TASK REQUIREMENTS | Retype the lines below character for character, with nothing changed, added, or left out.

GIVEN RECORDS |
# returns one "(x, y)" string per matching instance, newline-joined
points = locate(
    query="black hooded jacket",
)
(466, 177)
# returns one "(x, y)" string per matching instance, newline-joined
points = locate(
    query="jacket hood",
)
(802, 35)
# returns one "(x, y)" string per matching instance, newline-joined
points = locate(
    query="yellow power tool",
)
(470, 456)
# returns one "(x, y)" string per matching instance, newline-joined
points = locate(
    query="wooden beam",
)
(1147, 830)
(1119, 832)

TASK RESPONSE |
# returns one "(x, y)" string per matching instance, newline-joined
points = locate(
    query="black hooded jacket",
)
(466, 177)
# returns one "(x, y)" string per matching instance, newline-joined
points = locate(
    query="jacket hood",
)
(802, 35)
# returns one "(x, y)" string per matching instance, newline-joined
points = locate(
    query="yellow power tool",
)
(470, 456)
# returns one "(x, y)" string per matching instance, newline-joined
points = locate(
    query="wooden beam",
)
(1147, 830)
(1119, 832)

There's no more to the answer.